Exercise requirements: Please show every line of the records that contains the word "water", copying each line in full. Case counts.

Records:

-- Begin --

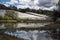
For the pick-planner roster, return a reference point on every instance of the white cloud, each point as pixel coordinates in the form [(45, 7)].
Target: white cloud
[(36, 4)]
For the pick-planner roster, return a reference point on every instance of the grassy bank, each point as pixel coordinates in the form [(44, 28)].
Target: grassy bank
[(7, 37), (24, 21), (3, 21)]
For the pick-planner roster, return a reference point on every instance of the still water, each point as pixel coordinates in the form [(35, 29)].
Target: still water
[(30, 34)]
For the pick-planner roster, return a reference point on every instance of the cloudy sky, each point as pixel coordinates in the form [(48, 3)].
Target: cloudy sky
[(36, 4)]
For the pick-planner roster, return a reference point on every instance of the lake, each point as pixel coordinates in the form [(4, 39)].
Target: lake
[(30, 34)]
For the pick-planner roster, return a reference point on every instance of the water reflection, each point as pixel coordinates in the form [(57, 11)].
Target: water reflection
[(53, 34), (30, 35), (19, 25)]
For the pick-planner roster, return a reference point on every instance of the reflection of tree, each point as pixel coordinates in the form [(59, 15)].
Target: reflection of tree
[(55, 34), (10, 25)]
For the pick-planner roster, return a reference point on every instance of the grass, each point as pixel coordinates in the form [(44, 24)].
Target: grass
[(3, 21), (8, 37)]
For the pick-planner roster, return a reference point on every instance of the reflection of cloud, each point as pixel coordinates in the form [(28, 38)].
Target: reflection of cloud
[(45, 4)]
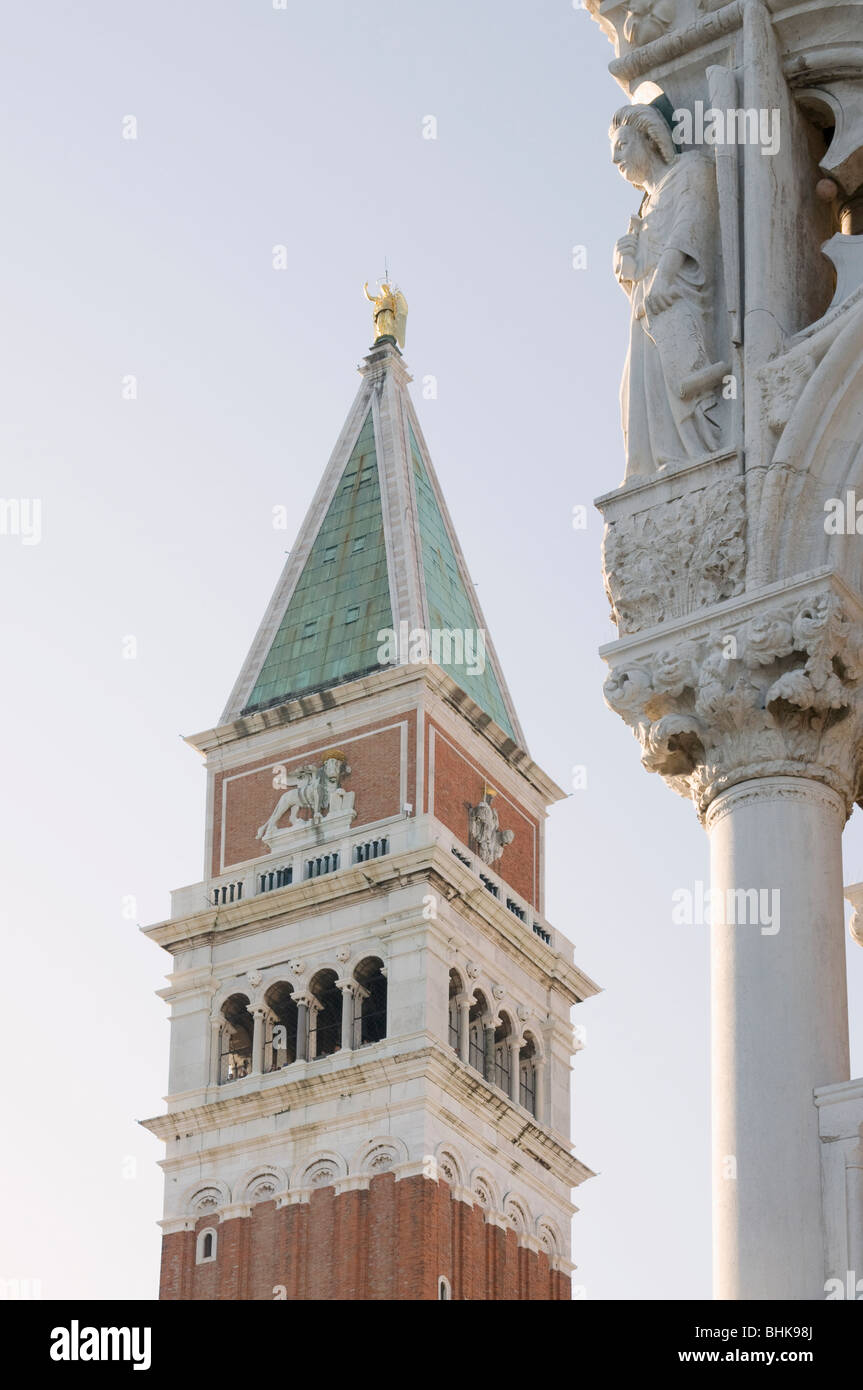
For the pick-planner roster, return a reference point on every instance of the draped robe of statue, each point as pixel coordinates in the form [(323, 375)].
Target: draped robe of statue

-- End --
-- Begin --

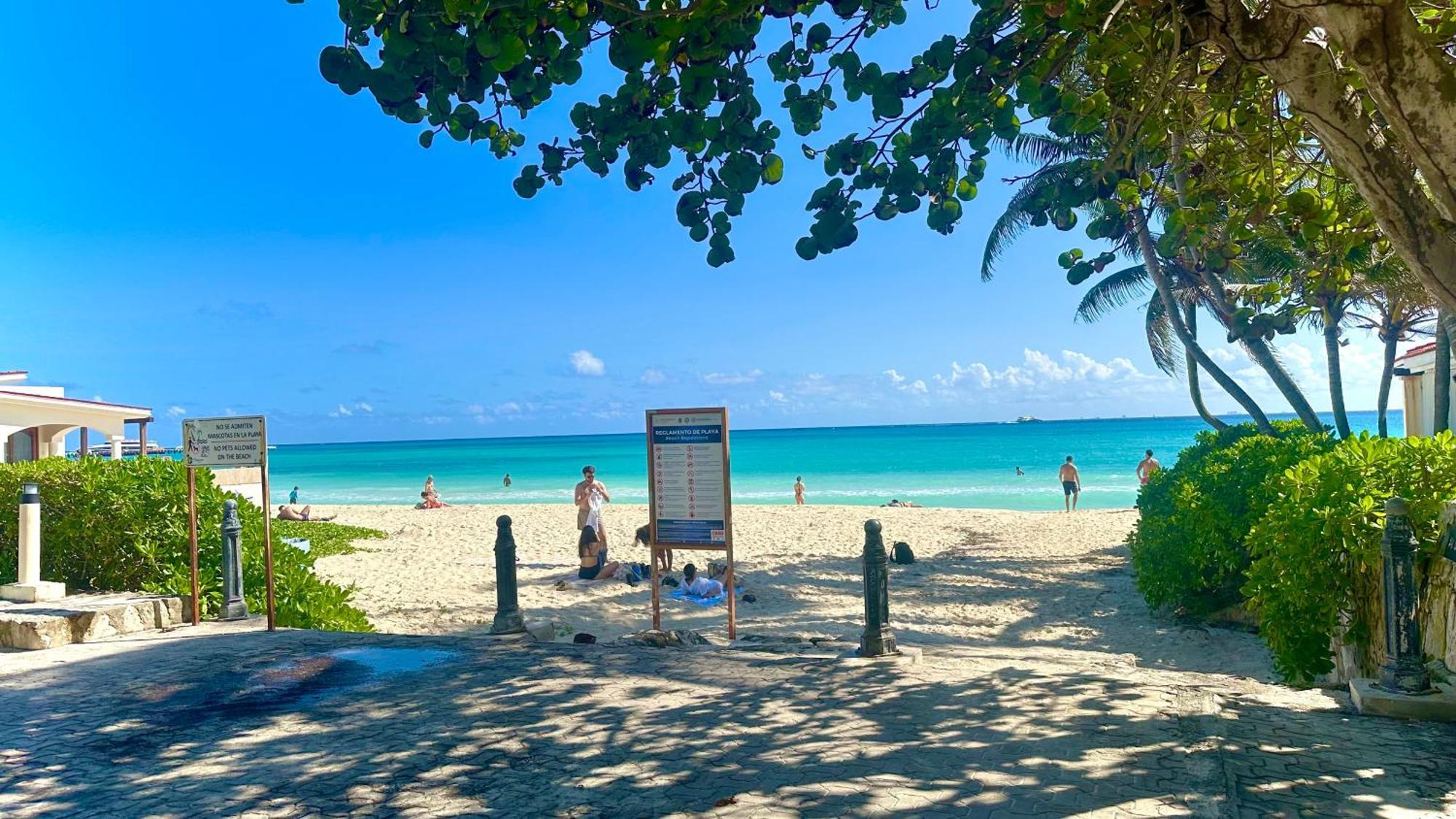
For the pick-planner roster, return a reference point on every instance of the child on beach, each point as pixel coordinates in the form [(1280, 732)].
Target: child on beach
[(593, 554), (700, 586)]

-- End --

Solution to the problem:
For the pick-planner roster, return a reference point on every instance of the still water, each point as pixel coordinates in the form [(35, 29)].
Target: still water
For the pick-planner roster, return a reference point on every instance of the water reflection, each point as pixel coordinates in the form [(57, 11)].
Target: water reflection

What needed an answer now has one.